>> START Raw data

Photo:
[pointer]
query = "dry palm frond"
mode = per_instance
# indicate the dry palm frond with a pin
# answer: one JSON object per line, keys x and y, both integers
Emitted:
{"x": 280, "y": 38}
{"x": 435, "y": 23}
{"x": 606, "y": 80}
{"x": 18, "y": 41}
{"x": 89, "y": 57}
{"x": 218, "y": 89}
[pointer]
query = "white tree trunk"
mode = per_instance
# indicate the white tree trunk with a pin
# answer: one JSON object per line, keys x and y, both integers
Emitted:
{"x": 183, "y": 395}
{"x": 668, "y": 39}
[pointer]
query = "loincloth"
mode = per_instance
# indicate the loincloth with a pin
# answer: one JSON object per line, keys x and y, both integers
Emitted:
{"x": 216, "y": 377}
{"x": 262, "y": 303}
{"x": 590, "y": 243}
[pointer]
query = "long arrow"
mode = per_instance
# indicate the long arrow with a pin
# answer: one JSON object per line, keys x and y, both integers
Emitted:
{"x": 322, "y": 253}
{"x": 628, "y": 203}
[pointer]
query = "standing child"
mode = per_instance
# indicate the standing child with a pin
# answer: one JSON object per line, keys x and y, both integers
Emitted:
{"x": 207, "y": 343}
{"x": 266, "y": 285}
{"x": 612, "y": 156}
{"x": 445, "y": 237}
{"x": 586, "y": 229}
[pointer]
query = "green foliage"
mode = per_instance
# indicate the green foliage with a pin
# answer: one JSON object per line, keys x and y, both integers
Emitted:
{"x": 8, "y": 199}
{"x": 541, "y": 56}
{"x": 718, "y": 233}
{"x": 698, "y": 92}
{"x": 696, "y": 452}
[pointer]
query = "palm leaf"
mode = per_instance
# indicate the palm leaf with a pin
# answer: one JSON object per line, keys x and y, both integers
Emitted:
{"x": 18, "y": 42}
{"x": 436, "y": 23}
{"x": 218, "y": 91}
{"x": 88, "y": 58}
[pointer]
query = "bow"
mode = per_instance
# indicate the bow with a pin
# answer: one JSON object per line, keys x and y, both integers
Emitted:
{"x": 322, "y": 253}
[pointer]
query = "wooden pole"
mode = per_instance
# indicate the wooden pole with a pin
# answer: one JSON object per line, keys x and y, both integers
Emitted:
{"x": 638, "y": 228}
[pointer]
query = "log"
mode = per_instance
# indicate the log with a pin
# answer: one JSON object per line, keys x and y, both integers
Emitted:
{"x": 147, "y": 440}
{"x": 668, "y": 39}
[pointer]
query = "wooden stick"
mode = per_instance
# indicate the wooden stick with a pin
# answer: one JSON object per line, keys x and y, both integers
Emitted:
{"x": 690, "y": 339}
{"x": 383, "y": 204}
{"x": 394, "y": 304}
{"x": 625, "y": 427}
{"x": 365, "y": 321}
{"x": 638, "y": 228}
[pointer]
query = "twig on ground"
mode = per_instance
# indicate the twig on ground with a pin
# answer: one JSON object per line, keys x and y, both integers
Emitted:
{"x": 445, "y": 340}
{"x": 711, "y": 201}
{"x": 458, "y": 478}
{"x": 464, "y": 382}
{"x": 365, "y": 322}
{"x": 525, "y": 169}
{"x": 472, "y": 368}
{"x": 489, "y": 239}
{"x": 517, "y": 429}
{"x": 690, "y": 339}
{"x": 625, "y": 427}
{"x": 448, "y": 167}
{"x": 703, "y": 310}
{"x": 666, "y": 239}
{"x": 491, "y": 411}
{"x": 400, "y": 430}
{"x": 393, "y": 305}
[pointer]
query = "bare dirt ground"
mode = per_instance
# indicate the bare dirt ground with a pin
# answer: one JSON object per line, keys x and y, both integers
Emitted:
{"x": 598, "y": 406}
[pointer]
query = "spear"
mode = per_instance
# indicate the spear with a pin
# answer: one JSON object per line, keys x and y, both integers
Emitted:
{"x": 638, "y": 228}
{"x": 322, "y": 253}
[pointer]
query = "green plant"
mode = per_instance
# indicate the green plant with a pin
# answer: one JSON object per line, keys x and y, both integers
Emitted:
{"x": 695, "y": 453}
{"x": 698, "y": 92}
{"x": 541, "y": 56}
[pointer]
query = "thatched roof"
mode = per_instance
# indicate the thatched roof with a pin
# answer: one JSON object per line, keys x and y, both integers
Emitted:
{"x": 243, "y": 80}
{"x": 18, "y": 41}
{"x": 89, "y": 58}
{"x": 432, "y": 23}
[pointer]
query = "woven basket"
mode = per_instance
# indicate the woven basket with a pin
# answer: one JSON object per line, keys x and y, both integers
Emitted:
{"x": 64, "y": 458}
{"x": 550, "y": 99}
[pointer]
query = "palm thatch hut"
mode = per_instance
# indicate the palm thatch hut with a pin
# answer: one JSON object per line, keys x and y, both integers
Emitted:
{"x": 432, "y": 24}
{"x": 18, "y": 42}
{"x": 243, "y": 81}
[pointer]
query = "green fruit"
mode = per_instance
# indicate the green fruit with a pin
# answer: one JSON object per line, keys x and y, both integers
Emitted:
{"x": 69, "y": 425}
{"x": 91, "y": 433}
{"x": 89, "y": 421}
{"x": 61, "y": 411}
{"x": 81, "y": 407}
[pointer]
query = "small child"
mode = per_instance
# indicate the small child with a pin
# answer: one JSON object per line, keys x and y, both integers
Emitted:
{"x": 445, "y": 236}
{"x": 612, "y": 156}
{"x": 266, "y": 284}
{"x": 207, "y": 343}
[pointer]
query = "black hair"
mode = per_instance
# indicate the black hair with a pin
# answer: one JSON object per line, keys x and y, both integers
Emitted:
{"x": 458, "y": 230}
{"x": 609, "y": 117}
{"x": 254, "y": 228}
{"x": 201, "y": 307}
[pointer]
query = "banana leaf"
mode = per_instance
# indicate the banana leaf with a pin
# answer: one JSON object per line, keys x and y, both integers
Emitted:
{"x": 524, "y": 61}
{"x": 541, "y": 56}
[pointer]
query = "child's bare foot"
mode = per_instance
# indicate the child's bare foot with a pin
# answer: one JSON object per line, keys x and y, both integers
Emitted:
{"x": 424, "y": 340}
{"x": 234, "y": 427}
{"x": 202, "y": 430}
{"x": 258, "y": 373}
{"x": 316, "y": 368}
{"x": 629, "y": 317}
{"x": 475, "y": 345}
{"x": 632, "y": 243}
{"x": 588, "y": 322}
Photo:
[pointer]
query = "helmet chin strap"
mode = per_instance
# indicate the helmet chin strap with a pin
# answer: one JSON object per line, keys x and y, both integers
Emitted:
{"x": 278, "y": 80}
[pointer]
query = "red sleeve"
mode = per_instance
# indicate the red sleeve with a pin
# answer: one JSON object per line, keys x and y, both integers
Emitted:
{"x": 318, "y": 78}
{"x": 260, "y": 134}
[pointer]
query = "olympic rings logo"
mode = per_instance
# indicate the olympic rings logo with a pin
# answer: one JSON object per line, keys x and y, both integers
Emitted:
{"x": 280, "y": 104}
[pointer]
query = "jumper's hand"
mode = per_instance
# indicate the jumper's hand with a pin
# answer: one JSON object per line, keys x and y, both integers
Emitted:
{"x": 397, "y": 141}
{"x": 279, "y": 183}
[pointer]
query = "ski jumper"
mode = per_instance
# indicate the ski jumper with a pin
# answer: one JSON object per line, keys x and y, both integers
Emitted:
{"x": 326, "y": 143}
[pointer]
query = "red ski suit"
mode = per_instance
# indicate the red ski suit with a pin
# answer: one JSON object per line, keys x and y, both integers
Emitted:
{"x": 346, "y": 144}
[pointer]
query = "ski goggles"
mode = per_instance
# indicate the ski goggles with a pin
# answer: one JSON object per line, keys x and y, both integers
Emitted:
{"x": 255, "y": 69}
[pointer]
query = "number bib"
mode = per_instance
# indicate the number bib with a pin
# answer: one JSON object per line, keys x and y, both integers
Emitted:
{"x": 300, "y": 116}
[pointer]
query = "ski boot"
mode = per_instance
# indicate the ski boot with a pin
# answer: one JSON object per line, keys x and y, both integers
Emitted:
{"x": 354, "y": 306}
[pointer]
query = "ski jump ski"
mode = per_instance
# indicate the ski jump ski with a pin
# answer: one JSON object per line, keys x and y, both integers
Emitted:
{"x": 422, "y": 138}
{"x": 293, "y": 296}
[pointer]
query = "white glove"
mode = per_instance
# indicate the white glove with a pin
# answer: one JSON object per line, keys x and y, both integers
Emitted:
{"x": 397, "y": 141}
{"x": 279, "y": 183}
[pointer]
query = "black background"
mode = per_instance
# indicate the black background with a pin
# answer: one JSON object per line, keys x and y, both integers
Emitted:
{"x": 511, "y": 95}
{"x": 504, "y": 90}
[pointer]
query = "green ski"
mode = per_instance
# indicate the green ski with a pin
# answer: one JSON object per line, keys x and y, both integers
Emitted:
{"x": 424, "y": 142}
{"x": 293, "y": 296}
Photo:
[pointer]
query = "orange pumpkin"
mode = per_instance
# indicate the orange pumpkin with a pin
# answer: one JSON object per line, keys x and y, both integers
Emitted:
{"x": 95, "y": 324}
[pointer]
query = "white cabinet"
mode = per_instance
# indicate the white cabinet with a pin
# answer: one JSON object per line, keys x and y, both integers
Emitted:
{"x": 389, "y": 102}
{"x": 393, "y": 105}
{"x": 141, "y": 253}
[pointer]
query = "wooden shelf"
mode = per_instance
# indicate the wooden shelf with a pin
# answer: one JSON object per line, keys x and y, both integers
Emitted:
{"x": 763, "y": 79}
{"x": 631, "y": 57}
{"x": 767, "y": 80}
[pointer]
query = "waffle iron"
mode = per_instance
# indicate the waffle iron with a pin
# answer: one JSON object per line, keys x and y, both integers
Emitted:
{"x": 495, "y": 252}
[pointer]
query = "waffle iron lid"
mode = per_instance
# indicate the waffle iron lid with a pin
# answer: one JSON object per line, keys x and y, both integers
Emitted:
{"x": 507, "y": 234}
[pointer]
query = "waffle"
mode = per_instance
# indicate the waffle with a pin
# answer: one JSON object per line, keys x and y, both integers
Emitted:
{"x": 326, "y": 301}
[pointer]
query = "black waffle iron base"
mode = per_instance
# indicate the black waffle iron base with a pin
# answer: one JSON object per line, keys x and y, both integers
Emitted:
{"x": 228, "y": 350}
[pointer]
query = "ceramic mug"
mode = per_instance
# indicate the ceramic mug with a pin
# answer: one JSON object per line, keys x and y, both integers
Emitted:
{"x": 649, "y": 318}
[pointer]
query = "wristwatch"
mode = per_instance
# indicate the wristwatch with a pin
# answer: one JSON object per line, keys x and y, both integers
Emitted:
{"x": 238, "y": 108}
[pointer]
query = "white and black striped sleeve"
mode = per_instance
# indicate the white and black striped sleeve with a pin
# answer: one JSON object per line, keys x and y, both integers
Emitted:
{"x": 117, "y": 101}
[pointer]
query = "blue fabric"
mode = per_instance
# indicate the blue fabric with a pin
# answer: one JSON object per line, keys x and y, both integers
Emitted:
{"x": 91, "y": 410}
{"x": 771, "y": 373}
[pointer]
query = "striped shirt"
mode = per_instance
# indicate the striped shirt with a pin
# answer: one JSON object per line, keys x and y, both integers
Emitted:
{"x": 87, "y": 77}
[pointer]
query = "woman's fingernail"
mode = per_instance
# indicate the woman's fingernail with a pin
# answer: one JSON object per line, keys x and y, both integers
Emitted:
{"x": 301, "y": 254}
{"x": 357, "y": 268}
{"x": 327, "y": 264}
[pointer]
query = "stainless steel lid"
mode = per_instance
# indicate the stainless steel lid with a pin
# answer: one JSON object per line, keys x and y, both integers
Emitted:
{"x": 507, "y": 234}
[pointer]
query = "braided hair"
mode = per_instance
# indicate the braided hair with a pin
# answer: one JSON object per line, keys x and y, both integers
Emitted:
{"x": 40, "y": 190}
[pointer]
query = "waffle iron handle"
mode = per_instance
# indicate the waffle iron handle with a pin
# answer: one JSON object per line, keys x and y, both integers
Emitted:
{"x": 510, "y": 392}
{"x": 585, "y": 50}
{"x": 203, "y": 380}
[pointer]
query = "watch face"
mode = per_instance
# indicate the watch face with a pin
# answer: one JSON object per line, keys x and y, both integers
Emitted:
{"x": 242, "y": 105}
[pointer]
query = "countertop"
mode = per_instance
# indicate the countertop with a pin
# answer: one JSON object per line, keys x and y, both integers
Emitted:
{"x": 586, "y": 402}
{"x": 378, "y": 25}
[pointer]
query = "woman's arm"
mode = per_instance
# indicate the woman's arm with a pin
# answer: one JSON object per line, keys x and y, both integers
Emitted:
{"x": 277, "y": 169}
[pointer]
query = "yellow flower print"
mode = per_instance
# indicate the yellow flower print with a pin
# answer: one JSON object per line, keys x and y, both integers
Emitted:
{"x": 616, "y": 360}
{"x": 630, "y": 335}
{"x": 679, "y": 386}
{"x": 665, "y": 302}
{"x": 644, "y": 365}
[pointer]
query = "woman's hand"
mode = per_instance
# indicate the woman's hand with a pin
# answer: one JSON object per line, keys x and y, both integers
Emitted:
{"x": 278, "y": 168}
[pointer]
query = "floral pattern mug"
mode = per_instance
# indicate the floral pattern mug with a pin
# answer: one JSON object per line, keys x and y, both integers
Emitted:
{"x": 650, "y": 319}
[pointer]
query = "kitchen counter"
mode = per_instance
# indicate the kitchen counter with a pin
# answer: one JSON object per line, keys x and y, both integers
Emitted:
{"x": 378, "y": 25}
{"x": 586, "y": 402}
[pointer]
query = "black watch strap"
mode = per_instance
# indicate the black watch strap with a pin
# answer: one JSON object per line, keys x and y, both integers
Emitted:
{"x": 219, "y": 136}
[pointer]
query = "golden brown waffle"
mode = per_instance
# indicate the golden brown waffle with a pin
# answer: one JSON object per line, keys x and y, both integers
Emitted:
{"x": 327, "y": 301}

>> END Raw data

Copy each line above that contains the string "brown", matching its case exactly, and leave out every other line.

■ **Complete response**:
query = "golden brown waffle"
# indicate the golden brown waffle with a pin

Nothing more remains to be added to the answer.